_THE TASK_. Give the lines of the material below as a numbered list, leaving out any blank lines.

[RECORD EXTRACTS start]

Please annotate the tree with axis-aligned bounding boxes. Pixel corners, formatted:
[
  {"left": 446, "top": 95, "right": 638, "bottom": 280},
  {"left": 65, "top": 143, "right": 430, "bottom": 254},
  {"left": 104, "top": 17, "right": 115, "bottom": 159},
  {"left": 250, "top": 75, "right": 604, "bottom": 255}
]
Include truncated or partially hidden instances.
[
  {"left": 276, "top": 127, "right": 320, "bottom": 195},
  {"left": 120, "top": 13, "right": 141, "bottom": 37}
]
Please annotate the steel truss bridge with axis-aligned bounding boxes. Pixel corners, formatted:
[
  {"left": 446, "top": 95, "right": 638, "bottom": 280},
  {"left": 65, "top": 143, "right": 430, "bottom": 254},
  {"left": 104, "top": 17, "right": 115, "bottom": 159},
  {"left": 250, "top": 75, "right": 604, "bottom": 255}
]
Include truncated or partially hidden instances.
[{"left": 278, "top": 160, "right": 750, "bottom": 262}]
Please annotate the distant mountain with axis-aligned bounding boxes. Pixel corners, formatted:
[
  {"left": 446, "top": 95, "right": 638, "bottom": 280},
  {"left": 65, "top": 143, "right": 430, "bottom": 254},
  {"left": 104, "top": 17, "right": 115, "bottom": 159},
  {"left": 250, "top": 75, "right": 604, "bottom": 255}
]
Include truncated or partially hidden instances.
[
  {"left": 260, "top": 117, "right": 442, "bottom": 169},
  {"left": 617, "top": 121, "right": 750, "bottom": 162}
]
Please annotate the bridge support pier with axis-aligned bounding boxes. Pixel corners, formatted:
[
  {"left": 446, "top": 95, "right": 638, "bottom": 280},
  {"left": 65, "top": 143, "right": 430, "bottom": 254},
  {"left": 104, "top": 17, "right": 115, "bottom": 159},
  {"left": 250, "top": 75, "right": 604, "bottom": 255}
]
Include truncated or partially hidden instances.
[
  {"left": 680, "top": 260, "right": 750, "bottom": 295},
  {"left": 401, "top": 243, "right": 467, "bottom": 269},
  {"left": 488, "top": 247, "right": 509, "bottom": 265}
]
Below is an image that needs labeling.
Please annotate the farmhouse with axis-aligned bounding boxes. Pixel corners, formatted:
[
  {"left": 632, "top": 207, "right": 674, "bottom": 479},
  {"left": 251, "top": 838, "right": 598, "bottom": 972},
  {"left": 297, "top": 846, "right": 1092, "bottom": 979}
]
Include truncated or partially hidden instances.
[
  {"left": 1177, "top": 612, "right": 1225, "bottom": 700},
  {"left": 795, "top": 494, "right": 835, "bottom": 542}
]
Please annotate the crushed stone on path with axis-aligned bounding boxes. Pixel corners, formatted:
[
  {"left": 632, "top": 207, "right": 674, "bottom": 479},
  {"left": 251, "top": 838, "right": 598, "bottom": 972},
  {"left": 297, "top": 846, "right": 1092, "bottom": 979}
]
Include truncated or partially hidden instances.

[RECORD EXTRACTS end]

_SOLUTION TO THE EXERCISE_.
1. Please annotate the tree with axis-aligned bounding boxes. Pixel corners, formatted:
2. [
3.   {"left": 446, "top": 95, "right": 638, "bottom": 280},
4.   {"left": 65, "top": 143, "right": 430, "bottom": 254},
5.   {"left": 104, "top": 17, "right": 115, "bottom": 159},
6.   {"left": 250, "top": 75, "right": 604, "bottom": 255}
7. ]
8. Include truncated or partially hidden instances.
9. [
10.   {"left": 276, "top": 127, "right": 320, "bottom": 195},
11.   {"left": 120, "top": 13, "right": 141, "bottom": 37}
12. ]
13. Please annotate the steel truss bridge with axis-aligned bounding boxes. Pixel corners, formatted:
14. [
15.   {"left": 446, "top": 95, "right": 638, "bottom": 280},
16.   {"left": 65, "top": 143, "right": 430, "bottom": 254},
17.   {"left": 104, "top": 17, "right": 115, "bottom": 159},
18.   {"left": 250, "top": 75, "right": 604, "bottom": 255}
19. ]
20. Include truncated or partially hidden instances.
21. [{"left": 278, "top": 160, "right": 750, "bottom": 262}]
22. Please annotate the distant mountain with axis-aligned bounding boxes. Pixel corners, formatted:
23. [
24.   {"left": 446, "top": 95, "right": 638, "bottom": 280},
25.   {"left": 65, "top": 143, "right": 430, "bottom": 254},
26.   {"left": 104, "top": 17, "right": 115, "bottom": 159},
27.   {"left": 250, "top": 75, "right": 604, "bottom": 255}
28. ]
29. Include truncated or partially hidden instances.
30. [
31.   {"left": 260, "top": 117, "right": 442, "bottom": 169},
32.   {"left": 617, "top": 121, "right": 750, "bottom": 162}
33. ]
34. Please annotate the bridge support pier with axis-aligned bounding boxes. Pixel corners, formatted:
35. [
36.   {"left": 446, "top": 95, "right": 638, "bottom": 280},
37.   {"left": 65, "top": 143, "right": 430, "bottom": 254},
38.   {"left": 104, "top": 17, "right": 115, "bottom": 159},
39.   {"left": 250, "top": 75, "right": 604, "bottom": 255}
40. ]
41. Include truncated or partially hidden instances.
42. [
43.   {"left": 680, "top": 260, "right": 750, "bottom": 295},
44.   {"left": 401, "top": 243, "right": 467, "bottom": 269},
45.   {"left": 488, "top": 247, "right": 509, "bottom": 265}
46. ]
47. Below is an image that needs labeling.
48. Please annotate the farmhouse with axis-aligned bounding boxes. Pixel corners, formatted:
49. [
50.   {"left": 632, "top": 207, "right": 674, "bottom": 479},
51.   {"left": 251, "top": 838, "right": 598, "bottom": 972},
52.   {"left": 297, "top": 846, "right": 1092, "bottom": 979}
53. ]
54. Include truncated or partially hidden instances.
55. [
56.   {"left": 1177, "top": 612, "right": 1225, "bottom": 700},
57.   {"left": 795, "top": 494, "right": 835, "bottom": 542}
58. ]
59. Please annotate the crushed stone on path with axis-aligned bounding boxes. Pixel corners, formatted:
60. [
61.   {"left": 632, "top": 207, "right": 674, "bottom": 479},
62.   {"left": 251, "top": 838, "right": 598, "bottom": 972},
63.   {"left": 297, "top": 846, "right": 1092, "bottom": 979}
64. ]
65. Include truncated or partially hidden instances.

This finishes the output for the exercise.